EXERCISE DIRECTIONS:
Name the three glycoproteins that the thesis abstract below says were purified and crystallized.

PASSAGE SHOWN:
'''

Functional interplays of proteins and proteases: AD13-VWF, TGFβ2-α2M, and the proteolysis of gliadin by neprosin

Abstract

The present thesis has established a new and state of the art mammalian protein expression system at the laboratory which has then contributed with high-yield expression for the purification and crystallization of three glycoproteins, namely TGFβ2, ADAMTS13 and Neprosin, which adopt important biomedical roles in human physiology, cardiovascular disorders, and celiac disease treatment, respectively.

Proteases are major players in the physiology and pathology of all living organisms. Their often highly sophisticated regulation mechanisms are therefore essential for proper function, and to prevent misdirected spatial and/or temporal proteolytic activity, which in turn may trigger disease. This regulation is achieved through a wide variety of mechanisms including protein-protein interaction, substrate allosteric activation, or their biosynthesis as inactive precursor, so called zymogens. In the present thesis a variety of regulatory mechanisms of proteases and inhibitors were studied by using a combination of biochemical, biophysical and structural techniques.

'''

SUPPLIED MATERIAL:
'''

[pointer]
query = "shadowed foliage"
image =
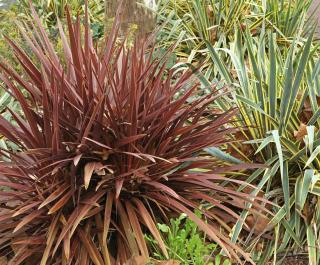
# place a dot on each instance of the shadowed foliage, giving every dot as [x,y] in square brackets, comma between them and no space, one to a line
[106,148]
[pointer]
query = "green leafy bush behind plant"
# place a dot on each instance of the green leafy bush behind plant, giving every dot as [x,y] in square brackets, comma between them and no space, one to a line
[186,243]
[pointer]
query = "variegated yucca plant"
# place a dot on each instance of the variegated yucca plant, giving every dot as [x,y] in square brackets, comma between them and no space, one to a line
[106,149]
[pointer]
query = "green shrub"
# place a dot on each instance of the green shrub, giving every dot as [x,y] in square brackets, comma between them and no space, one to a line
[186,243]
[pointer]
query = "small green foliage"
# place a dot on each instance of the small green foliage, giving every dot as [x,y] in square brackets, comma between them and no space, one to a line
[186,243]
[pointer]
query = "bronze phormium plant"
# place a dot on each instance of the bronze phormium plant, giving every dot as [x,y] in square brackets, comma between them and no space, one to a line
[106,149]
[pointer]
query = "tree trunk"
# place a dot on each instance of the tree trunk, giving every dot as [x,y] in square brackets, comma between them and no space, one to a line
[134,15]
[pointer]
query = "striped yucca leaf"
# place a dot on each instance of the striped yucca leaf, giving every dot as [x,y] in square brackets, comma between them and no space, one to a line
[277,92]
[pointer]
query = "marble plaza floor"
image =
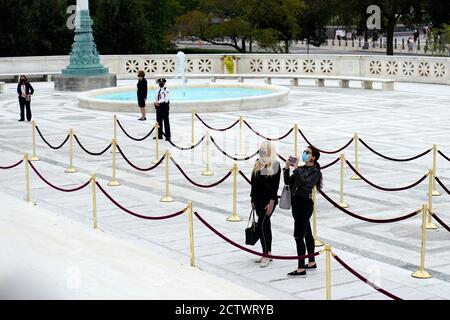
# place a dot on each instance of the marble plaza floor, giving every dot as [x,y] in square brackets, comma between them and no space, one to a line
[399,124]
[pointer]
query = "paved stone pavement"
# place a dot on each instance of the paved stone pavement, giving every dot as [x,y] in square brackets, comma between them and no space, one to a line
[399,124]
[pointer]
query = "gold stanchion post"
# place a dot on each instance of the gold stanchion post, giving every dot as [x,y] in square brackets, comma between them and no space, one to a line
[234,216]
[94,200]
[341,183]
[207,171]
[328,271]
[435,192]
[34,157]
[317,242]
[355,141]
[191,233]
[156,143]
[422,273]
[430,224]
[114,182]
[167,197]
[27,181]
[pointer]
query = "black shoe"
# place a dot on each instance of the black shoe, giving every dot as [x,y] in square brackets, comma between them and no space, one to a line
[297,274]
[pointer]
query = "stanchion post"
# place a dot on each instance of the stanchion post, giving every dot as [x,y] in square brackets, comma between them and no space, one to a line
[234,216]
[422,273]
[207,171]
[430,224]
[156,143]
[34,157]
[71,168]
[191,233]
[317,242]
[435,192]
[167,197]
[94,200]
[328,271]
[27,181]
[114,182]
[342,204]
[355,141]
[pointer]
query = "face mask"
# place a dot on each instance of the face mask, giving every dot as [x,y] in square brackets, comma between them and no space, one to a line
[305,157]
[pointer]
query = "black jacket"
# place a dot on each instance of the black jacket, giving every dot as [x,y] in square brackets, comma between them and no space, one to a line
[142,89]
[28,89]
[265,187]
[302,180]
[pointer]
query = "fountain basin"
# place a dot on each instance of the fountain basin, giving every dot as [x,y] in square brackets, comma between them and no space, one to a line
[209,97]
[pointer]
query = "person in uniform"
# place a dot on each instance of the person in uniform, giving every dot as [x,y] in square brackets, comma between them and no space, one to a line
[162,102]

'''
'''

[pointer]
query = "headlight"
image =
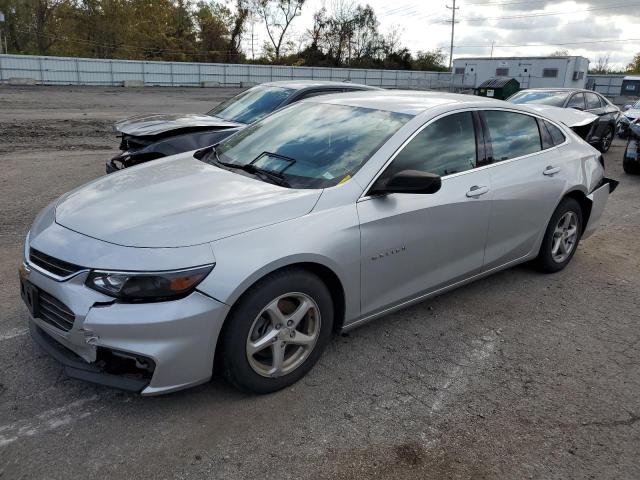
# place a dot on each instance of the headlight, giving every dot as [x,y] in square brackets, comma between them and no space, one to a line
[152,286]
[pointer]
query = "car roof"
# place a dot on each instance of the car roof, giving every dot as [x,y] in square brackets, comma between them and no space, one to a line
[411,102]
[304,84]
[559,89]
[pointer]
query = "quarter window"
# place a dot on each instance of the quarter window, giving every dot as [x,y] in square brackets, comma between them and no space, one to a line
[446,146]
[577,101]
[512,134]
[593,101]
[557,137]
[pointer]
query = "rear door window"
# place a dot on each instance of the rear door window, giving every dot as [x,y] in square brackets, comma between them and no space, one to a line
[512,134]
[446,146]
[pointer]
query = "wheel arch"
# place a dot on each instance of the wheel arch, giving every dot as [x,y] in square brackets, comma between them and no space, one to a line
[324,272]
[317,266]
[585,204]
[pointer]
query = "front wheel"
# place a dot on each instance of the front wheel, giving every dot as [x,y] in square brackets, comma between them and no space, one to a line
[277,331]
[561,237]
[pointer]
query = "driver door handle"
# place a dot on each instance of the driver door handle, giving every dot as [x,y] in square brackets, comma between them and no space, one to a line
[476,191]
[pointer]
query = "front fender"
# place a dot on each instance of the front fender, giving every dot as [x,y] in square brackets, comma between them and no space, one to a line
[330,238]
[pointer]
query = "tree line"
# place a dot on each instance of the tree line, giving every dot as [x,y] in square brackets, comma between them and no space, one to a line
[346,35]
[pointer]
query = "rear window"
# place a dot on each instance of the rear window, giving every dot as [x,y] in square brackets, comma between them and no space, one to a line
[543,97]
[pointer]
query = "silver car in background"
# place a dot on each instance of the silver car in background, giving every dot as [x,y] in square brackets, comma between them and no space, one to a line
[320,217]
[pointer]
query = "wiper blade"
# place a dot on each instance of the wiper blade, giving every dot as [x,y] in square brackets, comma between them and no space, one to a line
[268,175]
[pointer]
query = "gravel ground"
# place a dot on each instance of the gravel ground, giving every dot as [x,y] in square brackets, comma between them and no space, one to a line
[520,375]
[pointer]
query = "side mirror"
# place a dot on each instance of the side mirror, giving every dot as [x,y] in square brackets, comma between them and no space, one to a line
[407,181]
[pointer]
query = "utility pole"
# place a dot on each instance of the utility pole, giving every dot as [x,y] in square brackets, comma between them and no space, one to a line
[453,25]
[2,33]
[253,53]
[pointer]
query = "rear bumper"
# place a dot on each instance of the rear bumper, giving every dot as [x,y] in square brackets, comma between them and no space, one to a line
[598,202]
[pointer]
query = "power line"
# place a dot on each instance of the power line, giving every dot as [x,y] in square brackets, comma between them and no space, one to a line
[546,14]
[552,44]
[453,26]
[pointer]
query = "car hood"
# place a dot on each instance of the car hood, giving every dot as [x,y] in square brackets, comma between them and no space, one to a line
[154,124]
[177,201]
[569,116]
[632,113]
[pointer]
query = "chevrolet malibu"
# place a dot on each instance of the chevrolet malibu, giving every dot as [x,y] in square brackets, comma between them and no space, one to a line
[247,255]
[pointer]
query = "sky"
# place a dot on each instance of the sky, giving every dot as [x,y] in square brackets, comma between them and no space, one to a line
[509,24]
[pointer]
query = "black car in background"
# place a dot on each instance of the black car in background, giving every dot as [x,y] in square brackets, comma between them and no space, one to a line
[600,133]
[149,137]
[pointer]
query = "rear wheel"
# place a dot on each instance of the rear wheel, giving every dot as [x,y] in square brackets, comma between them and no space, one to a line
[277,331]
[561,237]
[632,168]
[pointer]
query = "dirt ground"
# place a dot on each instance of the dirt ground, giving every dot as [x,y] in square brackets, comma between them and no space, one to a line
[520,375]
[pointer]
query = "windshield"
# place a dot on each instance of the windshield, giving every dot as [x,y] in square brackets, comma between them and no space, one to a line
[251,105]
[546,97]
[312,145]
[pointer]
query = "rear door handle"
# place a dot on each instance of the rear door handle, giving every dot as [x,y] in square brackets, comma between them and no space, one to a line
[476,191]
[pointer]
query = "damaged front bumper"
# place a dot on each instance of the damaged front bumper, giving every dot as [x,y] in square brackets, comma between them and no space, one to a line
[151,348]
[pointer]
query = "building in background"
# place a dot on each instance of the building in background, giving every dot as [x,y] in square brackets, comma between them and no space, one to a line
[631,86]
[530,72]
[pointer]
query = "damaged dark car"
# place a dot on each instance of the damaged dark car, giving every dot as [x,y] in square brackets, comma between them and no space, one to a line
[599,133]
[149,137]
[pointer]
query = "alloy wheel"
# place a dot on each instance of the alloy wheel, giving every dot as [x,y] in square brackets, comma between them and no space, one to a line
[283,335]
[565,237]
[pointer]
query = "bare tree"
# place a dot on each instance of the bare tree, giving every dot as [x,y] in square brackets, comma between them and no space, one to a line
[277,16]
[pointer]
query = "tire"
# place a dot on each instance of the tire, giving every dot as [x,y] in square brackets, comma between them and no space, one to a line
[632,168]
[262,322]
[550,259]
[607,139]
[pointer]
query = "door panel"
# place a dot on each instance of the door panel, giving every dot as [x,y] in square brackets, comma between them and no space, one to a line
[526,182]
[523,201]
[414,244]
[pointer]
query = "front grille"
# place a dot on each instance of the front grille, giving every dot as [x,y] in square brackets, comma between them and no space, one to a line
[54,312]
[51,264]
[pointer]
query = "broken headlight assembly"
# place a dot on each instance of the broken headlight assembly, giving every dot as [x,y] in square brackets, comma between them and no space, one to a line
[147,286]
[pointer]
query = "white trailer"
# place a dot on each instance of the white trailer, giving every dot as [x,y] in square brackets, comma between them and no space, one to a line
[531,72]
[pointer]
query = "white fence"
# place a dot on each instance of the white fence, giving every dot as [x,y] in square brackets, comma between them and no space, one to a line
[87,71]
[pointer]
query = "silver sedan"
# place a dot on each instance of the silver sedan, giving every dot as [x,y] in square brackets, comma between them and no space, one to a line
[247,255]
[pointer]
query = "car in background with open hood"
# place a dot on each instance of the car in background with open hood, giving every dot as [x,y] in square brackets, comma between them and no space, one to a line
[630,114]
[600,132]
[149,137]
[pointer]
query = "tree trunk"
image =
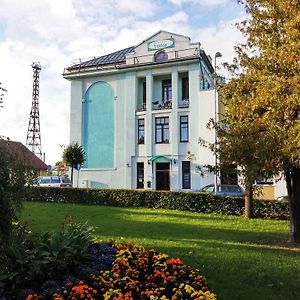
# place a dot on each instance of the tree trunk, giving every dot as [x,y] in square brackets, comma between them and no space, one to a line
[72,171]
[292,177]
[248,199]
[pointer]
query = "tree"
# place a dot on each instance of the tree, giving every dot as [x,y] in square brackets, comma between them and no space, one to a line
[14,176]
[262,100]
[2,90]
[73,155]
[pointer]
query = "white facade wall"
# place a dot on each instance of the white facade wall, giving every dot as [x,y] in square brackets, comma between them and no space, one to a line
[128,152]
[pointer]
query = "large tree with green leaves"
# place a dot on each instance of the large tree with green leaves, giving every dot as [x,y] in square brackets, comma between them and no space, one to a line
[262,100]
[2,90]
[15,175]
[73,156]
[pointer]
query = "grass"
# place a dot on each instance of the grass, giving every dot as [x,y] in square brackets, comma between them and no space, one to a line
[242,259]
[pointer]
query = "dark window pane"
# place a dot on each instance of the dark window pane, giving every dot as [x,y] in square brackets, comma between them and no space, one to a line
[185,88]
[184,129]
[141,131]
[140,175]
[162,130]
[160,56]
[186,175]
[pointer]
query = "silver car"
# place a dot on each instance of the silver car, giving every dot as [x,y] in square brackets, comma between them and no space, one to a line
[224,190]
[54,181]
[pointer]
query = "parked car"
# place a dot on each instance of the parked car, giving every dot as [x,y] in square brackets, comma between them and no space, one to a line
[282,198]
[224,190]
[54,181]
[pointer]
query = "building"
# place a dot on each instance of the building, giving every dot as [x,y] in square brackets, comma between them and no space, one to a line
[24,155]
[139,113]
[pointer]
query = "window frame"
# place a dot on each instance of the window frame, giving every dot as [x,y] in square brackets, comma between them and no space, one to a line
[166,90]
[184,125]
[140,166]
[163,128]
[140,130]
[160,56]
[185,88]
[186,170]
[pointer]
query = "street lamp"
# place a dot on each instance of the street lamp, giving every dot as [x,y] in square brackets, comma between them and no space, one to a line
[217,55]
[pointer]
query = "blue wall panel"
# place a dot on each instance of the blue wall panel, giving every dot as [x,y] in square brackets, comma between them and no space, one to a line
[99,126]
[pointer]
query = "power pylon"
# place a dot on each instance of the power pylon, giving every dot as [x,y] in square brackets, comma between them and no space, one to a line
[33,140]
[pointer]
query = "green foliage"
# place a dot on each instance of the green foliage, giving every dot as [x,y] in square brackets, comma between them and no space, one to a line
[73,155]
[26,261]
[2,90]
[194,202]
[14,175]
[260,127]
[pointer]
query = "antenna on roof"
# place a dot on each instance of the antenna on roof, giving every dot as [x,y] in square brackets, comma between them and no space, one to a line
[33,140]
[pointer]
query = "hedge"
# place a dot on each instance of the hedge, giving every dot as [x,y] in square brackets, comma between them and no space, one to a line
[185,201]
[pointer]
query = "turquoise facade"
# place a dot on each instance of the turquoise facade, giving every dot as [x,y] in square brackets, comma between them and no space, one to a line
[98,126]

'''

YOUR SOLUTION:
TGFβ2, ADAMTS13 and Neprosin.